• _What you will do_
Reproduce all of the data below verbatim, line for line.

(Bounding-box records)
......

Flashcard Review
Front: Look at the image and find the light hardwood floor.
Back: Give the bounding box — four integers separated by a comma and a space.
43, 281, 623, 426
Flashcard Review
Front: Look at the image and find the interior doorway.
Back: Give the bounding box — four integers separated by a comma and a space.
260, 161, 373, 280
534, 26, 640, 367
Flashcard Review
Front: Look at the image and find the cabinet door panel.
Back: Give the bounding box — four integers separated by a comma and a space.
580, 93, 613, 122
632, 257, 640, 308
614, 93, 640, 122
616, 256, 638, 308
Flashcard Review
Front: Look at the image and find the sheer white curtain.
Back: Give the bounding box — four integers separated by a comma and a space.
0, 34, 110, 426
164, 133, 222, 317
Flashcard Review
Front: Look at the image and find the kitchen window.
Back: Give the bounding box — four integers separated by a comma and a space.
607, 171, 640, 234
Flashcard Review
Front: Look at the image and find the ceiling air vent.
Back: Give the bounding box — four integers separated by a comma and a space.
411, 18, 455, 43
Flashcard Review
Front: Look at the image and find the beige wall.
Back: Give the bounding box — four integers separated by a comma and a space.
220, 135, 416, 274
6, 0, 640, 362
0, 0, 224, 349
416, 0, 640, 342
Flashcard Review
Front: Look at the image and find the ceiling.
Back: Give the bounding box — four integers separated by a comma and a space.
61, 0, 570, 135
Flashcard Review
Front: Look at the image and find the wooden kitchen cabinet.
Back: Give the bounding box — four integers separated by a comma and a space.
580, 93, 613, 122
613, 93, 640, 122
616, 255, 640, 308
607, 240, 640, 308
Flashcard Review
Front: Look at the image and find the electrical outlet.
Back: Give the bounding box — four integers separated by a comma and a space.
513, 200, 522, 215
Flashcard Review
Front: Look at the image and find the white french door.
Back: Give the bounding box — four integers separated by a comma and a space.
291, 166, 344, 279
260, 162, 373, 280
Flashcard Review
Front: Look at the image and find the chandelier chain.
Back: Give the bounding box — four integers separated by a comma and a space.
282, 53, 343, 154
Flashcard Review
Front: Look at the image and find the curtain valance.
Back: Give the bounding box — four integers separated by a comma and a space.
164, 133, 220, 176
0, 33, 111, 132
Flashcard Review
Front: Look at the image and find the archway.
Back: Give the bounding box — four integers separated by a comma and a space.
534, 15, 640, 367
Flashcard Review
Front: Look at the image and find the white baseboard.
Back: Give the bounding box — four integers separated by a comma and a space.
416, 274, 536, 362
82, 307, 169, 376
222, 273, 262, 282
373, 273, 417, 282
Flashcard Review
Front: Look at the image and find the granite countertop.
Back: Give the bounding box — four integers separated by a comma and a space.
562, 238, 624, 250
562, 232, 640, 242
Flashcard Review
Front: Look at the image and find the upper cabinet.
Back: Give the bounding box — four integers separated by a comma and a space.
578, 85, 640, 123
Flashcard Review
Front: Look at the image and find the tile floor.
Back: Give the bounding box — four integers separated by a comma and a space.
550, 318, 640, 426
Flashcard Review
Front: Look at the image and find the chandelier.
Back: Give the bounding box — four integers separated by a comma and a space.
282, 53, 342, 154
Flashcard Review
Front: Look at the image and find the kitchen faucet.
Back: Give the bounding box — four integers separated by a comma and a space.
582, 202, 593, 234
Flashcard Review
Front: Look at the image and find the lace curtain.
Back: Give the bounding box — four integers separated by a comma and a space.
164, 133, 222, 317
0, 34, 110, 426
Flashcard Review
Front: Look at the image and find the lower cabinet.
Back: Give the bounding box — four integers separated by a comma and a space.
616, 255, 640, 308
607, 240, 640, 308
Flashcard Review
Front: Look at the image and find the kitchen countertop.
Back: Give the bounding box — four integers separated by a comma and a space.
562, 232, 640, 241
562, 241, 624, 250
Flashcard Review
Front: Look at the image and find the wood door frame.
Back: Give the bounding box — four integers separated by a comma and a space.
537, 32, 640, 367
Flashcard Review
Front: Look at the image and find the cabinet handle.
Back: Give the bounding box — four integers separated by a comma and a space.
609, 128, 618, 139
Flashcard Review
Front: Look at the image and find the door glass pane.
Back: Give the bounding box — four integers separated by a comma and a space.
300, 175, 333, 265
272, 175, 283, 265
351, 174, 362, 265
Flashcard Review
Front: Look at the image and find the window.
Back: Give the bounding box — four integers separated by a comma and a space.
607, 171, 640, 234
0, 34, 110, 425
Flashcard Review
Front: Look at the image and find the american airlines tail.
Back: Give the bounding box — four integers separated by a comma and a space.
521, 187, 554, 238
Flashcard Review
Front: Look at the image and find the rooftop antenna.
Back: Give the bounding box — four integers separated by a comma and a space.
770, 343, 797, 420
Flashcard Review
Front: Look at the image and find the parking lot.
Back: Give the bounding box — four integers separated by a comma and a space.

......

• _Finished exercise_
Flashcard Review
Front: Look at the image and find the light hardwood floor.
Back: Give the bounding box — four integers separated by a comma and a space.
43, 281, 623, 426
Flashcard Review
Front: Look at the image and find the interior doorway.
Back: Give the bounding box — four integers separated by a comma and a space.
260, 161, 373, 280
534, 26, 640, 367
Flashcard Review
Front: Look at the image and find the cabinet door panel.
Back: Give the bounding box — four integers separated by a comma and a space.
580, 93, 613, 122
632, 257, 640, 308
614, 93, 640, 122
616, 256, 638, 308
Flashcard Review
Front: Look at the image and find the sheer white curtain.
Back: Give the bounding box — four integers separated by a comma and a space.
0, 34, 110, 426
164, 133, 222, 317
Flashcard Review
Front: Look at the image and find the kitchen window.
Back: Give the bounding box — four integers separated by a comma and a space.
607, 171, 640, 234
Flashcard Review
Front: Look at the image and find the ceiling air vent.
Back: Give the bounding box — four integers separated by a comma and a space.
411, 18, 455, 43
Flashcard Review
Front: Look at the image and find the beige wall.
Back: Give the bounding box — four integers separated by a comma and a space.
220, 135, 416, 274
6, 0, 640, 362
0, 0, 224, 349
416, 0, 640, 342
Flashcard Review
Front: Look at the image and find the ceiling.
Back: Give the bounding box — four integers separated by a comma and a space.
61, 0, 570, 135
Flashcard Review
Front: Look at the image and find the wooden kitchen cabinet.
Back: Give the bounding box — four integers separated by a comma and a space.
580, 93, 613, 122
613, 93, 640, 122
616, 255, 640, 308
607, 240, 640, 308
Flashcard Review
Front: Look at the image and find the electrical outlet.
Back: Give the bounding box — four integers separated by a comma and a space.
513, 200, 522, 215
Flashcard Review
Front: Look at the image and find the white french door.
Back: Give the bounding box — four integers separated by a comma and a space.
291, 166, 344, 279
260, 162, 373, 280
Flashcard Review
Front: Look at the image and find the chandelier chain.
Back: Give the bounding box — four integers separated by a comma and a space.
282, 53, 343, 154
Flashcard Review
Front: Look at the image and find the curtain valance.
Back: Give the bounding box — four integers separated by a comma and a space.
164, 133, 220, 176
0, 33, 111, 132
Flashcard Review
Front: Look at the image and find the archway.
Back: Give the bounding box — four integers separated by a comma and a space.
534, 15, 640, 367
Flashcard Review
Front: Look at the image and find the white baseboard.
Back: Give the bounding box — four integers separated by a comma and a space.
416, 274, 536, 362
82, 307, 169, 376
222, 273, 262, 282
373, 273, 417, 282
Flashcard Review
Front: Look at the image and find the granite countertop.
Back: Give the bounding box — four integers separated by a comma and a space.
562, 238, 624, 250
562, 232, 640, 242
Flashcard Review
Front: Look at the image and find the upper cabinet.
Back: Give the bounding box — four integers separated by a comma and a space.
578, 85, 640, 123
Flashcard Review
Front: Look at the image and find the tile floor.
Back: Give the bounding box — four integers separated by a comma and a space.
550, 318, 640, 426
Flashcard Review
Front: Look at the image and find the chandelier.
Back: Give the bounding box — four integers separated by a comma and a space.
282, 53, 342, 154
Flashcard Review
Front: Look at the image and find the kitchen faucet.
Back: Give the bounding box — four integers separated by a comma and a space.
582, 202, 593, 234
Flashcard Review
Front: Look at the image and find the lace curtain.
Back: Give the bounding box — four integers separated by a comma and a space.
164, 133, 222, 317
0, 34, 110, 426
Flashcard Review
Front: Look at the image and find the lower cabinet.
Back: Give the bounding box — four integers separated by a comma and a space.
616, 255, 640, 308
607, 240, 640, 308
Flashcard Review
Front: Look at the image and find the kitchen countertop.
Back: Give the bounding box — four integers separated by a comma and a space.
562, 232, 640, 241
562, 241, 624, 250
Flashcard Review
Front: Look at the image and find the wood door frame.
Back: Give the bounding box — four integers separated by a comma and a space.
537, 32, 640, 367
Flashcard Review
Front: Look at the image and find the cabinet handle.
Back: Give the bounding box — four integers separated by a comma and a space.
609, 128, 618, 139
Flashcard Review
Front: Look at the image and find the door glass pane.
Back: Give the bounding box — four integers separated by a comma and a space.
300, 175, 333, 265
272, 175, 283, 265
351, 174, 362, 265
Flashcard Review
Front: Look at the image and find the window.
Back: Give the bounding box — four integers separated by a comma and a space.
607, 171, 640, 234
0, 34, 110, 425
Flashcard Review
Front: Look at the image and find the american airlines tail.
Back: Give the bounding box — four integers separated by a comma and a space.
521, 187, 554, 238
Flashcard Review
Front: Look at the image and find the rooftop antenna.
Back: Give the bounding box — four integers separated by a comma and a space.
770, 343, 797, 420
Flashcard Review
Front: Look at the image and find the parking lot.
Back: Give the bounding box — four integers separated by a comma and a space.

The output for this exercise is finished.